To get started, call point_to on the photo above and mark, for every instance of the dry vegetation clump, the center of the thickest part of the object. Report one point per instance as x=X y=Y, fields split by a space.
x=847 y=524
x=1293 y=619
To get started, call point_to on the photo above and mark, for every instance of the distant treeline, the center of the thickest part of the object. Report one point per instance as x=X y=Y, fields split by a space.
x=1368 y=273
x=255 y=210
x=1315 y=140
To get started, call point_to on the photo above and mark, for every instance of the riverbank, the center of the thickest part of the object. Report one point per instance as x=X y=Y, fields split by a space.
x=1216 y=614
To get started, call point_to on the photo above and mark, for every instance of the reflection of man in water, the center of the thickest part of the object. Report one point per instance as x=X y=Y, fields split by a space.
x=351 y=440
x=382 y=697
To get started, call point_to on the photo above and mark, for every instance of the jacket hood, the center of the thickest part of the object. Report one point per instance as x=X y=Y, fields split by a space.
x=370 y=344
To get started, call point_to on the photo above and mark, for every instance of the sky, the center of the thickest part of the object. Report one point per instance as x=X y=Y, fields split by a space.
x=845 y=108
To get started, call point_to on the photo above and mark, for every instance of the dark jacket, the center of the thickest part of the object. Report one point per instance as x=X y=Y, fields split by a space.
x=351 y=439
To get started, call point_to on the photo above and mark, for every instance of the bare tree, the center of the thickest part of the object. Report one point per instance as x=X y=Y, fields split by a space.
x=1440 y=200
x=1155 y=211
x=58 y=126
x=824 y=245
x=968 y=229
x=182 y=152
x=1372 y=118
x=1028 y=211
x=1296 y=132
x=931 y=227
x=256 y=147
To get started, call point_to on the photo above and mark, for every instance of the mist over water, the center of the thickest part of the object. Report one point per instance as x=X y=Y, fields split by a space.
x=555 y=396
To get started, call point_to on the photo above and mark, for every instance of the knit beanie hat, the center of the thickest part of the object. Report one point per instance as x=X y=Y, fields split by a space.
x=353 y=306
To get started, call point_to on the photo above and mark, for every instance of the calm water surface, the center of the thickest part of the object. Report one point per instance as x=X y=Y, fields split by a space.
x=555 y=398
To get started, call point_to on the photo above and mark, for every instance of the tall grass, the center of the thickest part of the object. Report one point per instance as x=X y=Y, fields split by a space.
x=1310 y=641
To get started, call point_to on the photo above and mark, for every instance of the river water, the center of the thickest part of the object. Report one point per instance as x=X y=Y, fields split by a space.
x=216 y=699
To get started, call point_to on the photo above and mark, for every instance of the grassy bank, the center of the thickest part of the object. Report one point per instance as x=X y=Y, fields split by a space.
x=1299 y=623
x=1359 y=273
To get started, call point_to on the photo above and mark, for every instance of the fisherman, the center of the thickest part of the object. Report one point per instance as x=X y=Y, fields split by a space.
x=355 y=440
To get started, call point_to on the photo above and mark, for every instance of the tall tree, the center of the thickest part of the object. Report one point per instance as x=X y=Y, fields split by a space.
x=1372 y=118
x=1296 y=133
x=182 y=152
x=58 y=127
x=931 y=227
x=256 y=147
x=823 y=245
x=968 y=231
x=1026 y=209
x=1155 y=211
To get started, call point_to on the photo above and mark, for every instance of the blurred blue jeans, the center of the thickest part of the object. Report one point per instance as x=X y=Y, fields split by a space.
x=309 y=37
....................
- [STATED TASK]
Rewrite every item above with "thickest part" replaced by "widest part" wherever it occurs, leaving the rest untouched.

- [WRITTEN SOLUTION]
To get started, call point_to on the photo above and mark, for every instance of the dry vegetation clump, the center of the widest part of the object. Report one point per instance as x=X y=Y, fields split by a space.
x=847 y=524
x=1293 y=619
To get started, call point_to on the photo above and mark, for every instance of the distant treeline, the center of the widest part of the object. Report one point per instance as x=X y=Y, fields split by a space.
x=1368 y=273
x=255 y=210
x=1315 y=140
To get started, call point_to on the photo above and mark, for every instance of the riverbank, the center of the widest part of the object. Report one point per instance as x=X y=Y, fields split by a space.
x=1216 y=614
To get started, call point_to on the photo above and mark, for every instance of the reflection of man in water, the center of the widest part of the object. Report one point per instance as x=X y=Y, fields split by a space.
x=351 y=440
x=382 y=697
To get started, call point_to on the photo above and mark, for every instance of the jacket hood, the center of the widest part of the object. Report one point per instance as x=X y=Y, fields split by a space.
x=370 y=344
To get started, call point_to on the photo above and mark, for every instance of the sky, the center of the widest part of the object. Report one point per instance as x=X y=Y, fields split by a space.
x=845 y=108
To get started, call point_to on the photo above and mark, for every instance of the dark jacket, the center of the widest part of the object. Report one point per instance as x=X y=Y, fields split by a space.
x=351 y=439
To get started, call point_to on the photo above and mark, for every instance of the bare tree, the center of the widest part of the object. Report one point per instance as x=X y=Y, fields split by a space.
x=1440 y=200
x=1155 y=211
x=58 y=126
x=824 y=245
x=968 y=229
x=182 y=152
x=1372 y=118
x=1028 y=211
x=1296 y=132
x=931 y=227
x=256 y=147
To get started, call point_to on the photo above and mark, for every instance of the mist over water, the center of the widest part of the object. Report one point per instance as x=X y=Y, fields split by a space.
x=555 y=396
To get started, call point_to on the photo above and mark, for every instance of the knit beanie hat, the center of the widest part of the object. Report one point per instance as x=X y=Y, fields split by a space.
x=353 y=306
To get started, call point_to on the photo above and mark, for every instance of the calm water surface, the center of the widest part of the object. Report one point per instance as x=X y=Y, fields split by a space.
x=555 y=398
To get started, call point_to on the photo above and mark, for every instance of the tall grass, the center of the widest part of the object. Report one point per instance as x=X y=Y, fields split by a space.
x=1310 y=641
To get started, call point_to on the photo above and mark, for every instance of the river water, the center of the widest part of the object. Report one point per instance as x=X y=Y, fields split by a space.
x=216 y=699
To get started, call point_to on the photo above and mark, for every instance of the grassy bank, the center of the widest part of the object. Report one point per instance as x=X y=Y, fields split by a space.
x=1299 y=623
x=1359 y=273
To get started, call point_to on the photo above and mark, for every instance of the fisherman, the center of the widest part of the object. Report one point per instance as x=X y=Y, fields split by a space.
x=355 y=440
To get started, call point_to on the photo above and mark, for every instance of the tall tree, the center of the widest part of the object. Report one point per instance as x=X y=Y, fields split by a space.
x=1372 y=118
x=1296 y=133
x=182 y=152
x=58 y=127
x=931 y=227
x=256 y=147
x=823 y=245
x=968 y=231
x=1026 y=209
x=1155 y=211
To get started, call point_to on the photo above and mark, for every instance of the blurred blue jeans, the center of the widest part of the object. Report one point per instance as x=X y=Y, fields split by a space.
x=309 y=37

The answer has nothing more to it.